- **Given problem**
List every line of the records that contains the word "grass".

- **Material for the task**

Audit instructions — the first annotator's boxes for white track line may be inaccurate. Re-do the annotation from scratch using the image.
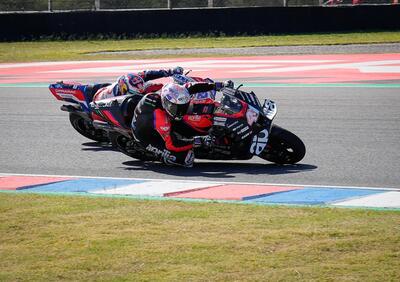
[0,173,400,191]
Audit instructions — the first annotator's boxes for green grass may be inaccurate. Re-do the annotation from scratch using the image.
[0,32,400,62]
[0,193,400,281]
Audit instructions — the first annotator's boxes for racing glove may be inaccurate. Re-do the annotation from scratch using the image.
[215,80,234,91]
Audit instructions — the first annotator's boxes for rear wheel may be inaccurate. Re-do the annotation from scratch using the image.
[260,125,306,164]
[69,113,109,142]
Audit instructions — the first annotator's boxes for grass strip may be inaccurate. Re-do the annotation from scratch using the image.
[0,193,400,281]
[0,31,400,63]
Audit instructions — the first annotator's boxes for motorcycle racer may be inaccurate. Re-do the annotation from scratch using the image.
[132,81,233,167]
[93,67,183,101]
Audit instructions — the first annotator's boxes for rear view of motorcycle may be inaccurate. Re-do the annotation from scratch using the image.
[49,81,109,142]
[195,88,306,164]
[50,75,306,167]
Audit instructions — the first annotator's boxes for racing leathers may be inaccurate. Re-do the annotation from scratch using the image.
[93,67,183,101]
[132,82,224,167]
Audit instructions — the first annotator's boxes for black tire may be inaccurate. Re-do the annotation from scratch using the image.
[69,113,109,142]
[260,125,306,164]
[108,131,156,161]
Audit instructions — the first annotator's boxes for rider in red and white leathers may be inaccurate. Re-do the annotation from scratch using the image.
[93,67,183,101]
[132,81,233,167]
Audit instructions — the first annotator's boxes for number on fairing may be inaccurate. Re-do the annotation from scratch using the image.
[250,129,268,155]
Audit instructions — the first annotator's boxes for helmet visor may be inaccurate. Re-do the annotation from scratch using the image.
[165,103,189,119]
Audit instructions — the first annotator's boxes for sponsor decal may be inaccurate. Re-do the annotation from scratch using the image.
[227,121,239,128]
[160,126,170,131]
[146,144,176,162]
[246,105,259,126]
[188,115,201,121]
[55,89,76,95]
[185,150,194,166]
[250,129,268,155]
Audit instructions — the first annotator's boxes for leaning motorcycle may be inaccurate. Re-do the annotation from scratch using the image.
[49,81,110,142]
[91,82,306,164]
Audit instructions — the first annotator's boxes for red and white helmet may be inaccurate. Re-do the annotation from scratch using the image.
[117,73,144,95]
[161,83,191,120]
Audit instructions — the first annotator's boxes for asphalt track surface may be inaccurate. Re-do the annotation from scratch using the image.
[0,83,400,188]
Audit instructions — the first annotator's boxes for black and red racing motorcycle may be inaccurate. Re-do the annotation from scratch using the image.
[90,77,306,164]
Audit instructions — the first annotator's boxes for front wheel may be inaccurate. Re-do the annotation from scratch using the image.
[260,125,306,164]
[69,113,109,142]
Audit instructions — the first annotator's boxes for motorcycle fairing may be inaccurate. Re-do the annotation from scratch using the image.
[49,82,90,112]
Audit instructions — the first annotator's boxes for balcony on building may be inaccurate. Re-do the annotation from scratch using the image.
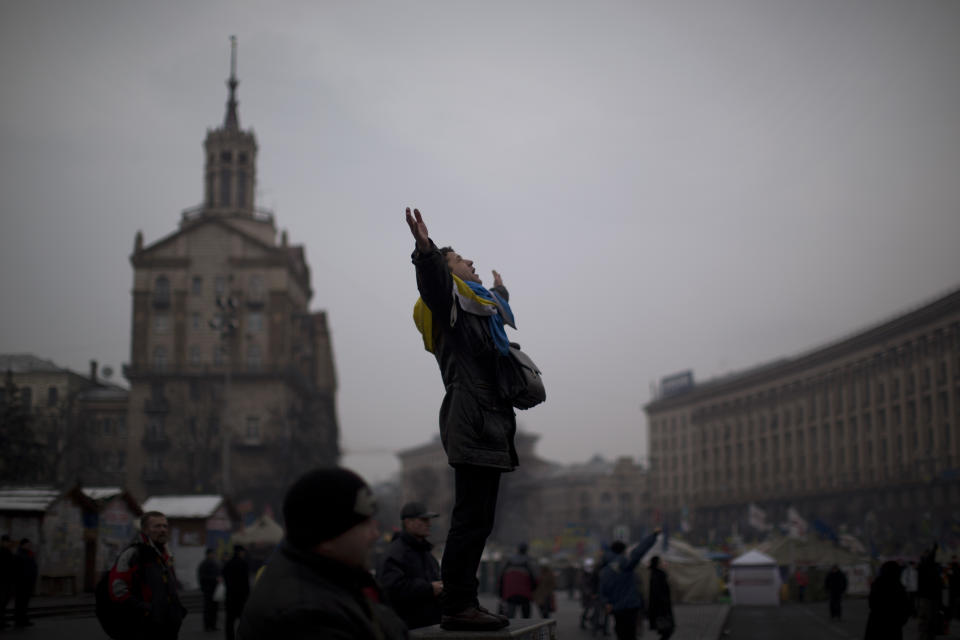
[141,469,170,483]
[140,430,170,451]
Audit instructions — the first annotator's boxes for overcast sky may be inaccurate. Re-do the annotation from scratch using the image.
[0,0,960,480]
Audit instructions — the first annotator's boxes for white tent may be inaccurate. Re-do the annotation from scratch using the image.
[637,538,723,603]
[231,514,283,546]
[730,549,780,607]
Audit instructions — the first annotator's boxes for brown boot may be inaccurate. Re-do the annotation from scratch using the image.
[440,607,510,631]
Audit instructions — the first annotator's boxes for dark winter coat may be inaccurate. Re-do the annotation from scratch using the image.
[238,541,407,640]
[378,531,440,629]
[823,569,847,600]
[647,567,673,629]
[600,533,657,611]
[108,533,187,638]
[500,553,537,603]
[863,560,913,640]
[197,558,220,593]
[223,553,250,616]
[14,549,38,596]
[412,242,519,471]
[0,547,16,597]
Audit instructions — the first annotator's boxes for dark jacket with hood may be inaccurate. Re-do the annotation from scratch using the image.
[599,533,657,611]
[378,531,440,629]
[223,551,250,615]
[863,560,913,640]
[238,540,407,640]
[108,533,187,638]
[412,241,519,471]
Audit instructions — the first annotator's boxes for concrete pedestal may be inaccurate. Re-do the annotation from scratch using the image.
[410,620,557,640]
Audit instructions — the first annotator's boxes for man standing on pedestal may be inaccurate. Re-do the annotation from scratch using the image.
[406,209,519,630]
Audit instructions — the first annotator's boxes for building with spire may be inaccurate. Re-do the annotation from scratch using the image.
[124,38,339,508]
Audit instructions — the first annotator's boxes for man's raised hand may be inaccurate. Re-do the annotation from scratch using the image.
[407,207,430,251]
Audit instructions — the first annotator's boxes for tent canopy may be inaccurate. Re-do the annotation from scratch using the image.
[730,549,777,567]
[231,514,283,546]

- **Answer to the exercise**
Audit instructions — the first annotator's boxes for green grass may be inaccurate. Re-do the annotation from scratch using the image.
Audit instructions — the first annotator's boxes for grass strip may be inaccurate. Re-do the annotation from scratch using the image.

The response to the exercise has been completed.